[Spatial localization data]
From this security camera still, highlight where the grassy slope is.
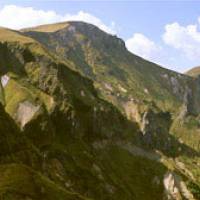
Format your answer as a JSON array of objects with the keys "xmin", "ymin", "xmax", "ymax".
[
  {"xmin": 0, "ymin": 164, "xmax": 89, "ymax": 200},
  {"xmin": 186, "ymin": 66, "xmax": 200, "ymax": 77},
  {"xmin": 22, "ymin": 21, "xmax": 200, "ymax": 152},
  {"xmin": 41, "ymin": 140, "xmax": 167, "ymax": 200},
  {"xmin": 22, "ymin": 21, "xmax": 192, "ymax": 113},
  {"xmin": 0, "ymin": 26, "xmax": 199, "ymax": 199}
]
---
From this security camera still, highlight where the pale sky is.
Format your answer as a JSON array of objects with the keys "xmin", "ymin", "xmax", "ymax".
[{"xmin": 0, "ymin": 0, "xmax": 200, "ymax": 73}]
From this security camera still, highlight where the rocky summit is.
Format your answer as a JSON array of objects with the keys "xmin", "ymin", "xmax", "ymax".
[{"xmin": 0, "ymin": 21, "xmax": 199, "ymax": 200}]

**Instructions to follow**
Among the entries above, how many lines include the word "From"? Reply with the number only.

**Exercise response**
3